==== Input material ====

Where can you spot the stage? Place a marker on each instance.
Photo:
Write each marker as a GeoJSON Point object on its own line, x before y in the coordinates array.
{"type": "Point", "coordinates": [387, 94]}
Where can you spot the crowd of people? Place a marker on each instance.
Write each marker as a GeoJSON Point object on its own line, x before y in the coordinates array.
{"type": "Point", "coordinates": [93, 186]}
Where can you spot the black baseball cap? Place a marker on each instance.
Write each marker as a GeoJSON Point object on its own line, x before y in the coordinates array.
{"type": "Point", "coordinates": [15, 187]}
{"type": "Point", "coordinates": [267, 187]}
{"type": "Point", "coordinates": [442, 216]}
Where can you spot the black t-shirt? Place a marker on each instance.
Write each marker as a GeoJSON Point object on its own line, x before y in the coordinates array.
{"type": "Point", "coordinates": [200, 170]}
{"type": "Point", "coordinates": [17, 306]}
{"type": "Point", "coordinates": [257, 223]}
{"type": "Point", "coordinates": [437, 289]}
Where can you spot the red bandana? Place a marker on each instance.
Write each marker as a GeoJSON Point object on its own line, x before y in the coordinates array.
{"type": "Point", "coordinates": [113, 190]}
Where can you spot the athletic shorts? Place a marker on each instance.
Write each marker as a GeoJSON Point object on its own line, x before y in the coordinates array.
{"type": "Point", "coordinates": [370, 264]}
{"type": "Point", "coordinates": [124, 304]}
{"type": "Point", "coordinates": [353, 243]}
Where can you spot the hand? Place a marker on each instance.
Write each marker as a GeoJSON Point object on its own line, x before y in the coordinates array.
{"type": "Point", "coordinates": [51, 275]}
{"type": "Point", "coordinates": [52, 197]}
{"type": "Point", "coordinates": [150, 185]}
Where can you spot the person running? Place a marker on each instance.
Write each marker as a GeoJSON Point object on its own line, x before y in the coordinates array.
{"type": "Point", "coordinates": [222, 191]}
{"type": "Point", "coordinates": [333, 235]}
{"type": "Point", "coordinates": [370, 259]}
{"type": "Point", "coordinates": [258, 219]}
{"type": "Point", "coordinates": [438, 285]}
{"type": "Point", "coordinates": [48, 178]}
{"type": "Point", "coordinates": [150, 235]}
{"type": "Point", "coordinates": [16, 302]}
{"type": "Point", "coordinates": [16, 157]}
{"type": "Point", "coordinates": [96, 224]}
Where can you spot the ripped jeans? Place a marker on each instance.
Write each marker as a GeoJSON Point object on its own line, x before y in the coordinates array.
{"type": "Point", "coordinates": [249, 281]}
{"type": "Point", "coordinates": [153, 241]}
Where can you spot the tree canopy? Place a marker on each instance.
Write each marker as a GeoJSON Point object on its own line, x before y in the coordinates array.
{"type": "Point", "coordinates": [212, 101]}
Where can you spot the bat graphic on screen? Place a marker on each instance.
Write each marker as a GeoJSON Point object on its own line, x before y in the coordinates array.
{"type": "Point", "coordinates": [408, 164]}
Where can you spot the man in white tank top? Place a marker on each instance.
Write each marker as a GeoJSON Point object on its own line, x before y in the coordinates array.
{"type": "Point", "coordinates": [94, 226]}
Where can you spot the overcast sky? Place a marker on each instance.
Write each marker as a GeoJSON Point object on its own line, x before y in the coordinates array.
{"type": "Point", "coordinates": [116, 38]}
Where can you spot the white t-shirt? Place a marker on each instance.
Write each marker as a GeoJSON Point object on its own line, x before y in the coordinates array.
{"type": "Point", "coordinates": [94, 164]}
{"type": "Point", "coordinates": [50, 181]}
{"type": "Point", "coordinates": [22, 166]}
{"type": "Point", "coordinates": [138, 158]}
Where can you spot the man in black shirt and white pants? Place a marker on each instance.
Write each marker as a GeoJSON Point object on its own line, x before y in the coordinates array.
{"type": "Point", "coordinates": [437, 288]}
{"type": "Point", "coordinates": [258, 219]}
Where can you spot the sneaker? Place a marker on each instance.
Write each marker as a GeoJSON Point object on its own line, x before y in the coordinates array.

====

▶ Task objective: Edit the part that opens with the line containing "Where can you spot the sneaker?" and runs through the end of the records, replacing "sneaker" with "running shoe" and keeping everything else unchanged.

▶ Final result:
Where can you spot the running shoe? Place a marker on each instance.
Write each marker as a GeoJSON Point object on its own line, x before y in the coordinates array.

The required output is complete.